INSTRUCTIONS FOR THE TASK: What follows is a listing to be transcribed exactly.

RECORDED DATA:
──────
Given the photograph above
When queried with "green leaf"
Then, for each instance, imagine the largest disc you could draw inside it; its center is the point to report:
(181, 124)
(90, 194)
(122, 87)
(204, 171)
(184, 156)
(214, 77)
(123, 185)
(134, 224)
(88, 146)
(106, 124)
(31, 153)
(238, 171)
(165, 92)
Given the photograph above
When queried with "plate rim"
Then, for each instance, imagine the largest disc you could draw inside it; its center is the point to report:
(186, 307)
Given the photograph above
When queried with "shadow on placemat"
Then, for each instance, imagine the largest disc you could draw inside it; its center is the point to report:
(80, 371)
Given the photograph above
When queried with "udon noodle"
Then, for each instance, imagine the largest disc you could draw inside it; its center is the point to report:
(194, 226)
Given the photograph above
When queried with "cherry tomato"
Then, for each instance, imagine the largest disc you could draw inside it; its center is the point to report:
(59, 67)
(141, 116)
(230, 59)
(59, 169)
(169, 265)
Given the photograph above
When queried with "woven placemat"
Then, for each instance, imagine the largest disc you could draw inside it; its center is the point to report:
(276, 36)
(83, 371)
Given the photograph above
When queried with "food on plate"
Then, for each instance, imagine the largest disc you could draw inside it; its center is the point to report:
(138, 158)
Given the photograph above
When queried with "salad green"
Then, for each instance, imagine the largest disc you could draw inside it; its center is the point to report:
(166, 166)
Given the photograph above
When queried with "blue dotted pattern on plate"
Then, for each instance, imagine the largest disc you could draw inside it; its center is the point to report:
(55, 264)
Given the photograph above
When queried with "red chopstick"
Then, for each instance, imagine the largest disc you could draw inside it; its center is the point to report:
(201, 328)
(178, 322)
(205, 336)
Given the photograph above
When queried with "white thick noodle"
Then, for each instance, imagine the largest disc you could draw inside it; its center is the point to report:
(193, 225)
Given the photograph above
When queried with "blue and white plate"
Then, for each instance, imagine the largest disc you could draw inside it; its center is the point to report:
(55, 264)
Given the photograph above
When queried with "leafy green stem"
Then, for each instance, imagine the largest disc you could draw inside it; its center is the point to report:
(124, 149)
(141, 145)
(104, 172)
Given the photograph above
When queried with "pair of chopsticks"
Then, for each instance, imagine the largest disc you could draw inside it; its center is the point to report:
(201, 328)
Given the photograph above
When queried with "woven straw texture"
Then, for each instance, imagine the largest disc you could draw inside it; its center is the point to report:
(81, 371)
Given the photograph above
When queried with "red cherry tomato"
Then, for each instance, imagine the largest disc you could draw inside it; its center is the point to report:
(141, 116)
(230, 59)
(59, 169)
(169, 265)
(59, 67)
──────
ANSWER SECTION:
Given the photograph above
When queried with "green leaf"
Then, for each instance, imagine the largest disc you could draw inside it; its center is the point to report:
(181, 124)
(90, 194)
(122, 87)
(204, 171)
(184, 156)
(214, 77)
(123, 185)
(134, 224)
(88, 146)
(106, 124)
(31, 153)
(238, 171)
(165, 92)
Given the photograph above
When queried with "plate rim"
Then, for each instance, imagine the largest disc you could draw inside it; its center is the point to report:
(186, 307)
Given the photograph above
When queried with "shadow on placemat"
Then, for each instance, imagine the largest disc you could draw inside it; its center is the point to report:
(80, 371)
Given the photograph above
When queried with "udon noodle"
Then, for each instance, imagine the largest disc you could draw inside it; its center is the point to report:
(194, 226)
Given the photograph above
When queried with "cherry tomato"
Then, for each instance, imagine the largest disc you could draw inside it; its center is the point to report:
(59, 67)
(141, 116)
(230, 59)
(59, 169)
(169, 265)
Given the photograph above
When queried with "woven placemat"
Then, for each instance, imagine the largest disc you could draw inside it; its center is the point to report:
(276, 36)
(83, 371)
Given the photograph above
When queried with "food on plate"
Then, for each instance, imagine the largest disc you could draw inside it; its center is the point to report:
(138, 158)
Given the photograph above
When queried with "salad green"
Then, for each instance, imagine the largest disc you could draw inside it; its center is the point to report:
(166, 166)
Given the photograph above
When queried with "blue dotted pattern on plate"
Then, for each instance, imagine the largest disc you could draw inside it; its center is the point to report:
(55, 264)
Given the photograph above
When queried with "red chopstick"
Then, for each instance, imagine the largest disc you could draw inside it; its center is the point to report:
(201, 328)
(178, 322)
(205, 336)
Given the photograph above
When queried with "white thick noodle"
Then, for each instance, imagine the largest disc you could draw inside it; its center is the point to report:
(193, 225)
Given the photograph above
When queried with "blue and white plate"
Then, for each instance, imagine the largest disc you could draw inside it; its center is the point to report:
(55, 264)
Given the photograph above
When queried with "leafy green stem"
Then, for each instance, imagine the largest disc you could draw inside it; its center is the point to report:
(124, 149)
(141, 145)
(104, 172)
Given the photograph above
When queried with "pair of chopsticks"
Then, for each instance, imagine the largest disc you could draw inside it; its center is the point to report:
(201, 328)
Given the photograph above
When queried with "woven straw texture"
Then, for each instance, imagine the largest disc you could draw inside it; its center is the point to report:
(81, 371)
Given the photograph above
When queried with "red cherry tomato"
Then, for each instance, imagine the largest disc you could draw inside it; its center is the point to report:
(141, 116)
(230, 59)
(59, 169)
(169, 265)
(59, 67)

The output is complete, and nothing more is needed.